Written exercise 1
Would you write out, word for word, the part of the description of the novel The Last Hurrah that opens with the words containing "With an Introduction" and closes with "talking to us."?
Written exercise 2
How might the description of the novel The Last Hurrah go on after its final sentence? Write the next part.

Selected text
****

With an Introduction by Jack Beatty
“We’re living in a sensitive age, Cuke, and I’m not altogether sure you’re fully attuned to it.” So says Irish-American politician Frank Skeffington—a cynical, corrupt 1950s mayor, and also an old-school gentleman who looks after the constituents of his New England city and enjoys their unwavering loyalty in return. But in our age of dynasties, mercurial social sensitivities, and politicians making love to the camera, Skeffington might as well be talking to us.

Not quite a roman á clef of notorious Boston mayor James Michael Curley, The Last Hurrah tells the story of Skeffington’s final campaign as witnessed through the eyes of his nephew, who learns a great deal about politics as he follows his uncle to fundraisers, wakes, and into smoke-filled rooms, ultimately coming—almost against his will—to admire the man. Adapted into a 1958 film starring Spencer Tracy and directed by John Ford (and which Curley tried to keep from being made), Edwin O’Connor’s opus reveals politics as it really is, and big cities as they really were. An expansive, humorous novel offering deep insight into the Irish-American experience and the ever-changing nature of the political machine, The Last Hurrah reveals political truths still true today: what the cameras capture is just the smiling face of the sometimes sordid business of giving the people what they want.

****

Extracted records
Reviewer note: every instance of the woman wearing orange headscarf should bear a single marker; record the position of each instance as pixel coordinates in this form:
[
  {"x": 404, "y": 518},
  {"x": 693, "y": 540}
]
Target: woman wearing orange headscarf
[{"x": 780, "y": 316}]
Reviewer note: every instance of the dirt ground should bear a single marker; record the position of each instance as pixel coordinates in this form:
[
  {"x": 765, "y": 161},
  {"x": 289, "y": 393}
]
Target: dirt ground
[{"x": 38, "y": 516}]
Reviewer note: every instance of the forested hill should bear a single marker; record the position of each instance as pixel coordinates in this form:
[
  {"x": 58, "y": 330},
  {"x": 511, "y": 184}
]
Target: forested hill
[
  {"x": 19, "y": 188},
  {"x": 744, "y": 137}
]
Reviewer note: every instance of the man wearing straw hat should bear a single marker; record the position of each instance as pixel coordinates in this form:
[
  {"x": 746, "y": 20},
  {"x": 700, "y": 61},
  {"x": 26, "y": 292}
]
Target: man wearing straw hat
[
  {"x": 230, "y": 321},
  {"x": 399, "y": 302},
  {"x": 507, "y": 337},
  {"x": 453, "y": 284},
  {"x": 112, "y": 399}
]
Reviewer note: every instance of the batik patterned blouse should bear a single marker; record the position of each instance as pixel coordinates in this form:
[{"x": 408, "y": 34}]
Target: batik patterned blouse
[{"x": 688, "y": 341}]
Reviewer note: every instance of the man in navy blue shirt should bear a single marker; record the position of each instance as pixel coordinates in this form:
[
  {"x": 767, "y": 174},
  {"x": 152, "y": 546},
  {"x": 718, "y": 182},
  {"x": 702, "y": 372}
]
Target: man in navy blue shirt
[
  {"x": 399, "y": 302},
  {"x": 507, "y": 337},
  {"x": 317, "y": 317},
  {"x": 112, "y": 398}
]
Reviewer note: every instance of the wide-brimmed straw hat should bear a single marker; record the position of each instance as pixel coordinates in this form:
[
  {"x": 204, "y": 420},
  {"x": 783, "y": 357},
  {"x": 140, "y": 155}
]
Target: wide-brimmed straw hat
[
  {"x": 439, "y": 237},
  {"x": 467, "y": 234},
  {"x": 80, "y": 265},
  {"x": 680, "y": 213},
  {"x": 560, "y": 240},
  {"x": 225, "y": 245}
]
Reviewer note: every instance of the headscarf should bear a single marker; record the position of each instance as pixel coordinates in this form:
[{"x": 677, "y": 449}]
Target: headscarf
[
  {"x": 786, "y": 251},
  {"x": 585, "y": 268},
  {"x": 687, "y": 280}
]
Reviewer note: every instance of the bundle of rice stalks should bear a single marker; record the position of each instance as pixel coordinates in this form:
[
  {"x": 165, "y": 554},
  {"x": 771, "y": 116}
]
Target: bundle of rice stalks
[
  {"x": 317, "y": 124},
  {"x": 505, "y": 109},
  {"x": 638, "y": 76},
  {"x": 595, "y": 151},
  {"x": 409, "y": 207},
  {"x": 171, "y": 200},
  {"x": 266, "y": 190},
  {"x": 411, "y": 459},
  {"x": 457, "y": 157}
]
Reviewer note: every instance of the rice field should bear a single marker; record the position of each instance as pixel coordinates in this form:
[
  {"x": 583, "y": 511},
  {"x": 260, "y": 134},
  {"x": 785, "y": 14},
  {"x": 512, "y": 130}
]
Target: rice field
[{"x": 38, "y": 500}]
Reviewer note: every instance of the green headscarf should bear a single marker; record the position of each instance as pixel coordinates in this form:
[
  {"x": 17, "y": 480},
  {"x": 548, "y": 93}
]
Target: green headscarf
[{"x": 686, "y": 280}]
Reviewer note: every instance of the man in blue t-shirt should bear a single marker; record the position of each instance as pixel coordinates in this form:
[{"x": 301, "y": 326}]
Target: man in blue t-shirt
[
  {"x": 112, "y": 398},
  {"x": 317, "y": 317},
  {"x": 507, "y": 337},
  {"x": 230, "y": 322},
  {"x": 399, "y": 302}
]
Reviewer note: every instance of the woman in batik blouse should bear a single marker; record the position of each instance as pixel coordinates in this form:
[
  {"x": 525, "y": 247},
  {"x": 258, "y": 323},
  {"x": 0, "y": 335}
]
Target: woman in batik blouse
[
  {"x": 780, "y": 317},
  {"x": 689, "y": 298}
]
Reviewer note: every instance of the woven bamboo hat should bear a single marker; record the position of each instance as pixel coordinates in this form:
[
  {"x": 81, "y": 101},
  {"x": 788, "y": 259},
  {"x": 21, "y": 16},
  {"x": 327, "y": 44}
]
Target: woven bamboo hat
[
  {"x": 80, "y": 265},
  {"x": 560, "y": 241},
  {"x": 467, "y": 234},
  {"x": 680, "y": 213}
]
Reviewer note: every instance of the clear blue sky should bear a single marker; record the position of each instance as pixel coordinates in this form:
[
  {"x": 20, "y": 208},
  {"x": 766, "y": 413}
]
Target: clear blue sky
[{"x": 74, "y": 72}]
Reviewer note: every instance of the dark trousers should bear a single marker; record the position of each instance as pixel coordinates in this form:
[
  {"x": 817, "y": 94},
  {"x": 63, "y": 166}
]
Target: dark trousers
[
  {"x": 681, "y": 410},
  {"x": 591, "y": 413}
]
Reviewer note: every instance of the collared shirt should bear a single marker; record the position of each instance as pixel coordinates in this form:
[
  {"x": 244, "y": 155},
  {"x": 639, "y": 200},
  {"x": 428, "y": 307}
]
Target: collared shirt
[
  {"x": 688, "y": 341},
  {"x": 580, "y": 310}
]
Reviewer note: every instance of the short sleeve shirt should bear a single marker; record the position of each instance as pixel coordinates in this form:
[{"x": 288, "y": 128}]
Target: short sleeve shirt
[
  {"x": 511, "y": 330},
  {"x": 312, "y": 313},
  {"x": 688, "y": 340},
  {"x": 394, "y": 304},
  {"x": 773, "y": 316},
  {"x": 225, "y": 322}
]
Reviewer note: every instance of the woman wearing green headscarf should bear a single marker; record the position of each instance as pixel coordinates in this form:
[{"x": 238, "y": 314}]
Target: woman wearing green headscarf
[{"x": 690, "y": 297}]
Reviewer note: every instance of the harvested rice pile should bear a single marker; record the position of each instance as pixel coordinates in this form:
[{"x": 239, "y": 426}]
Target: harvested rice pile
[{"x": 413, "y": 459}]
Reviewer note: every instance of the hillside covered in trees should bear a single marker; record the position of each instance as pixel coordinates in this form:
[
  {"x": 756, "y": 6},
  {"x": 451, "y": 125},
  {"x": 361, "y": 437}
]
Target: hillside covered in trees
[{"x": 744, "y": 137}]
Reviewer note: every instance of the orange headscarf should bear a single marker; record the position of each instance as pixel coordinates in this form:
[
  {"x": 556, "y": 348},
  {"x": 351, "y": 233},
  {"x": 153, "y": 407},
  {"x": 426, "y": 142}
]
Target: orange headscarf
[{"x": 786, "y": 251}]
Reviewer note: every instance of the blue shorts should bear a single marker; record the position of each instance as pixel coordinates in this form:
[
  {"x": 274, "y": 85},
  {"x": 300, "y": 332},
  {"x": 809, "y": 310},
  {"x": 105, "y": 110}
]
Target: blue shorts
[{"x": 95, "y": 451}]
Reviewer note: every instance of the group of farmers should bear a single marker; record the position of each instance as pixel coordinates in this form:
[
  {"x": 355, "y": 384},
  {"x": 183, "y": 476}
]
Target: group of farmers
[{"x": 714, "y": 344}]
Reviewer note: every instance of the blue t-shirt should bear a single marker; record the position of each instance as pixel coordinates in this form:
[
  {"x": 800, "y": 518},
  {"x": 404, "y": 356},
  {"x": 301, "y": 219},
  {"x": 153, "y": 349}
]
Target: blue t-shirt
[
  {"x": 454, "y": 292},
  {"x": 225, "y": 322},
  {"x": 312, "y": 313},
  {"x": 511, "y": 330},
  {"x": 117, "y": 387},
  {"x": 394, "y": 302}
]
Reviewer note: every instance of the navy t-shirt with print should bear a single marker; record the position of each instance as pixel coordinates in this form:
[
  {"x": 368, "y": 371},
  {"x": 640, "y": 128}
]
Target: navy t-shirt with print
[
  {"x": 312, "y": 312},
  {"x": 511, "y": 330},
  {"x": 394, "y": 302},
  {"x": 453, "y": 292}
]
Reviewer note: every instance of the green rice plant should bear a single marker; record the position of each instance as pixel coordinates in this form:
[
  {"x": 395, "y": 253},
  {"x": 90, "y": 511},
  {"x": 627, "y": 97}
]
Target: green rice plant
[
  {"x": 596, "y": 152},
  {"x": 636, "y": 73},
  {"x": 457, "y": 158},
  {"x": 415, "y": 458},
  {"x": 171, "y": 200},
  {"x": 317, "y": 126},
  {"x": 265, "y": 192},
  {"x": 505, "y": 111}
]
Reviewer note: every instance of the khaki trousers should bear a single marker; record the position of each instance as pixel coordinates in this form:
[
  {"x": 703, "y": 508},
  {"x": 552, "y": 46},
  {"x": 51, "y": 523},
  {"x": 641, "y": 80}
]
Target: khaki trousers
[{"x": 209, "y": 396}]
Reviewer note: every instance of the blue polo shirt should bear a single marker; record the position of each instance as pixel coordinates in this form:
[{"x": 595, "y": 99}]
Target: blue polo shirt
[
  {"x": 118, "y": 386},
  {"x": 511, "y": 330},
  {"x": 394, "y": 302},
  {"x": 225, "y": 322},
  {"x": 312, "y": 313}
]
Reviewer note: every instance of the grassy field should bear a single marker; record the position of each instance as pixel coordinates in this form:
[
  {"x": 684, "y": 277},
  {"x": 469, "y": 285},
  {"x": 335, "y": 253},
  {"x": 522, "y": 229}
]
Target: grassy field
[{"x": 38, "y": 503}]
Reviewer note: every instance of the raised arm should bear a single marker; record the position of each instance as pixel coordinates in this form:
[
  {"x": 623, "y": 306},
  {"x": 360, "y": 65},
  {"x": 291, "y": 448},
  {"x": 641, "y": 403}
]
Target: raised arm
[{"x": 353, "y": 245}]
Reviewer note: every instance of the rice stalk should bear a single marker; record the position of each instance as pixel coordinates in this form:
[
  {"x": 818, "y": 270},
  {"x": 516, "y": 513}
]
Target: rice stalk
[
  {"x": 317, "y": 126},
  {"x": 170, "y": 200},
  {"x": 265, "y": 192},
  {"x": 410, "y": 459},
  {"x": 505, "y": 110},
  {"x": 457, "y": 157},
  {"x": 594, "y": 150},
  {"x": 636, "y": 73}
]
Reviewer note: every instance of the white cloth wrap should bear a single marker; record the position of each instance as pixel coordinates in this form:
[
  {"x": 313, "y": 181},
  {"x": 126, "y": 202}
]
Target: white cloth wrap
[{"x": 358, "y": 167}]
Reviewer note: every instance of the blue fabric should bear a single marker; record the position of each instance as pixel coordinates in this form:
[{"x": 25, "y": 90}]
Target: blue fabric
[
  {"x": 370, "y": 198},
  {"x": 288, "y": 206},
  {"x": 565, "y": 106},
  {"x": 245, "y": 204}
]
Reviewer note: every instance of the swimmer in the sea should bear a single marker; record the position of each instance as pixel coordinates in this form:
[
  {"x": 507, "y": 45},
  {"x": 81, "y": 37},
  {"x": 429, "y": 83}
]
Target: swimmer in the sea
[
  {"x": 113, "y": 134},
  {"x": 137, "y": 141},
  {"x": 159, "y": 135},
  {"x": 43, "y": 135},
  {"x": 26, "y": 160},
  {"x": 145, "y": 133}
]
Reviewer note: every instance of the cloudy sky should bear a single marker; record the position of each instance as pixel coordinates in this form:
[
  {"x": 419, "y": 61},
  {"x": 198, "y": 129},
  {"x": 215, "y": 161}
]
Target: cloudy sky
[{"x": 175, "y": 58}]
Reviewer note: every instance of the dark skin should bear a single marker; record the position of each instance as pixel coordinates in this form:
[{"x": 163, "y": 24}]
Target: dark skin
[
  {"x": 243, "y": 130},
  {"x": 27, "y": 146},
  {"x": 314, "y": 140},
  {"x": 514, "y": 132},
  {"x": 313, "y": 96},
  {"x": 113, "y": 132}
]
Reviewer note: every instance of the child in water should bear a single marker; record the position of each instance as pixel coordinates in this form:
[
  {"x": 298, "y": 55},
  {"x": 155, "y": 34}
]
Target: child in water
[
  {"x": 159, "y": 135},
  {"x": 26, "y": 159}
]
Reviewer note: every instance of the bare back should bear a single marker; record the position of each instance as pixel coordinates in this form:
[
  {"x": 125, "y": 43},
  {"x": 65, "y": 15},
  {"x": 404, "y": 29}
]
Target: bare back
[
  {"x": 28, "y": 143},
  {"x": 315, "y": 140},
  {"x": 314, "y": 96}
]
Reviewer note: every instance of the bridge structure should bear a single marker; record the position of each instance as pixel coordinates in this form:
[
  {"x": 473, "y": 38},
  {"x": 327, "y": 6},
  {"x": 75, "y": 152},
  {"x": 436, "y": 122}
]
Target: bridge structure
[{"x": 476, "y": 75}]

****

Final result 1
With an Introduction by Jack Beatty
“We’re living in a sensitive age, Cuke, and I’m not altogether sure you’re fully attuned to it.” So says Irish-American politician Frank Skeffington—a cynical, corrupt 1950s mayor, and also an old-school gentleman who looks after the constituents of his New England city and enjoys their unwavering loyalty in return. But in our age of dynasties, mercurial social sensitivities, and politicians making love to the camera, Skeffington might as well be talking to us.

Final result 2
392 pages | 5 1/2 x 8 1/2 | © 1956, 2016



“The best novel about American politics and the best novel about Irish-Americans I have ever read. . . . A superb job of vigorous, humorous writing—funny, engaging, and tolerantly mellow. . . . So good, so enormously readable, and so authoritatively persuasive.”

New York Times

“Here, after a century of trying, is the first successful Irish-American novel. . . . Probably the funniest American book in a decade.”

New York Times

“A resounding success—vigorous, amusing, and brilliantly observed.”


“Here is a remarkably intelligent, informed, well-conceived, and highly readable story of the last campaign of a political boss, old style, in an unnamed but easily recognizable eastern city. . . . A splendid inside job on big city politics. It establishes O’Connor as one of our most gifted interpreters of American life.”

Chicago Tribune

“In today’s soulless, prefabricated, follow-the-polling-data political environment, The Last Hurrah is a reminder of where we came from and how we got here. . . . O’Connor’s marking of the end of an era is still relevant, prescient in its gloomy foretelling of cultural change. . . . The Last Hurrah is the rich story of personality- and class-driven politics, now footnotes in contemporary culture.”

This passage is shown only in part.